• Working data
Start of Block

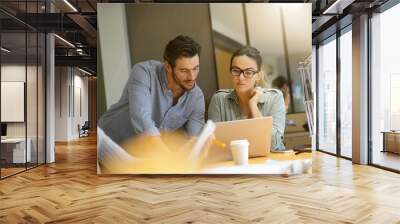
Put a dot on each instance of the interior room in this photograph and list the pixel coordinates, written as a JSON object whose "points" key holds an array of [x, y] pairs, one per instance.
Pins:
{"points": [[58, 77]]}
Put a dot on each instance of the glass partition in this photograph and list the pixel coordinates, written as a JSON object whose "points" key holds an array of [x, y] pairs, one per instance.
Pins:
{"points": [[346, 93], [385, 89], [327, 96]]}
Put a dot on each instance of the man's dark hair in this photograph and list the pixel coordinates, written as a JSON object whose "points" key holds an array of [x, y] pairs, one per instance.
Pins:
{"points": [[250, 52], [279, 82], [181, 46]]}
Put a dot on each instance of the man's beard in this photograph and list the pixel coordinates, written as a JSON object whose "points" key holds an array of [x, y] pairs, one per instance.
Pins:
{"points": [[180, 83]]}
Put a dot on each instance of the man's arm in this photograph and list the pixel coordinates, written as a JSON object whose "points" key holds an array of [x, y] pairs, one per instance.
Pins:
{"points": [[196, 119], [214, 109], [140, 106]]}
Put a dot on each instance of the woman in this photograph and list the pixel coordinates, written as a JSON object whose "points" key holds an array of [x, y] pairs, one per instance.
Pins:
{"points": [[247, 100]]}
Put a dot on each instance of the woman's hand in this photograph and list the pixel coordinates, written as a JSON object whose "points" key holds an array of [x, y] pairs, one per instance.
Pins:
{"points": [[253, 102], [255, 96]]}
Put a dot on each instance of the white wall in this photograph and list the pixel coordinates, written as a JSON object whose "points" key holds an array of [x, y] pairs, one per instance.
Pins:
{"points": [[68, 83], [115, 54], [229, 24]]}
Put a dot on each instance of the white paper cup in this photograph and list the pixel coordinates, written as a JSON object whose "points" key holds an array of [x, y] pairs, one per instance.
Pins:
{"points": [[240, 151]]}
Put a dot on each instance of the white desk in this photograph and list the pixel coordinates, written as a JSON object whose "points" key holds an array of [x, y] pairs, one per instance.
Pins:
{"points": [[18, 149]]}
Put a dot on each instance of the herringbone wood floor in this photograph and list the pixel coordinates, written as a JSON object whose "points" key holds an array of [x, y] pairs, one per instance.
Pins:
{"points": [[69, 191]]}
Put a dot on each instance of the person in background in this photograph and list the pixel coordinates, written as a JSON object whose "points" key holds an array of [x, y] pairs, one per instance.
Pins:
{"points": [[282, 84], [247, 99]]}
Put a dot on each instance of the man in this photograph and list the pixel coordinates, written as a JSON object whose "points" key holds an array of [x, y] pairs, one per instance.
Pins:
{"points": [[159, 96]]}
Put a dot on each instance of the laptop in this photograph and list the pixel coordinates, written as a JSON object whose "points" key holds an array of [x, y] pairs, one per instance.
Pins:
{"points": [[257, 131]]}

End of Block

• Task item
Restate the records above in full, word for word. Keep pictures out.

• Task response
Put a dot on each instance of the interior room in this photograph and list the pixel coordinates, written as a JSON object whose "points" key holds an array of [x, y] pairs, one per instance.
Pins:
{"points": [[58, 77]]}
Put a dot on each instance of the glass partition in this photograph and list the pixel coordinates, written as a JSON object whose "points" key holds an array of [x, y] pairs, one per instance.
Pins:
{"points": [[346, 93], [385, 89], [327, 96]]}
Put a dot on each instance of the man's dark hair in this photograph and list the pixel coordinates, written as a JSON object whose "points" key holds an array of [x, y] pairs, one per instance.
Pins:
{"points": [[250, 52], [279, 82], [181, 46]]}
Put a dot on each instance of the man's beard in this photograph and list the pixel coordinates, written as a JSON object whose "points" key holds an array of [x, y] pairs, one per instance.
Pins:
{"points": [[180, 83]]}
Put a dot on each instance of the man's arm in this photograph and list the pixel coordinates, written as a JSON object whose "points" key holds an array of [x, y] pairs, one per instance.
Pins:
{"points": [[196, 119], [214, 109], [140, 106]]}
Put a dot on each instance of the woman in this photograph and list the pixel coordinates, written as a JSON object whose "points" key holds an array of [x, y] pairs, one per instance.
Pins:
{"points": [[247, 100]]}
Put a dot on each instance of the woman's hand in this photograph and list the pixel coordinates, written as a JSON object whose "points" key holds an array of [x, y] pairs, one per instance.
Pins:
{"points": [[253, 102], [255, 96]]}
Put a dot on each instance of the white wall in this photograph and list the pixel coordinates, written as a JSON object whose "points" key holds an array of [x, y] pairs, one per instance.
Pins:
{"points": [[68, 83], [115, 54], [229, 24]]}
Put a dot on each instance of the white paper cup in this photograph and list the pixel coordinates, written as a JSON object whose "points" key holds an array of [x, y] pairs, one per instance.
Pins:
{"points": [[240, 151]]}
Put a dot on each instance of the white desk in this photograph and list the pixel coordinates, written as a JSON object whose "points" key holds an array of [x, y] pairs, one per instance.
Pins:
{"points": [[18, 149]]}
Put a dot on each instance of the herringbone wood floor in this photograph and list the pixel coordinates, written as a JSON object whose "points" key holds an array of [x, y] pairs, one per instance.
Pins:
{"points": [[69, 191]]}
Put a dot on each instance of the person in background in this photograph and list the pixel coordinates, written as a JSON object whose "points" key holds an array of [x, y] pairs, one per instance.
Pins:
{"points": [[282, 84], [247, 99]]}
Put a dot on each instance of the man in this photograph and list the pixel coordinates, written as a JSON object whose "points" key holds an array of [x, y] pairs, one per instance.
Pins:
{"points": [[159, 96]]}
Put a dot on each instance of the laptop in this photograph and list the pixel coordinates, written as a JSON object whose "points" key holds an array of [x, y] pairs, one per instance.
Pins:
{"points": [[257, 131]]}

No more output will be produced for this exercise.